§ **Aim of the task**:
Extract each line of the records that contains the string "queried". Case counts.

— START Provided data —

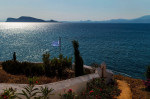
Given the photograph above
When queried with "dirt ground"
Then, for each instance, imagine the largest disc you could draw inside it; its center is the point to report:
(137, 87)
(125, 90)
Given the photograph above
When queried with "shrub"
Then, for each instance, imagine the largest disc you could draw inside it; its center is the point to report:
(78, 60)
(8, 94)
(14, 56)
(97, 89)
(68, 95)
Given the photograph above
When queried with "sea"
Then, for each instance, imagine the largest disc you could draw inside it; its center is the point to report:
(125, 48)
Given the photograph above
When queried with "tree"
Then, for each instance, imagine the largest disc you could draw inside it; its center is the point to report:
(14, 56)
(78, 59)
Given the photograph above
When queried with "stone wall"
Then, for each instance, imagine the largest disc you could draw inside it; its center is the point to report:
(76, 84)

— END Provided data —

§ **Written response**:
When queried with "dirt ground"
When queried with "shrub"
When queried with "sea"
When queried with "tree"
When queried with "stone wall"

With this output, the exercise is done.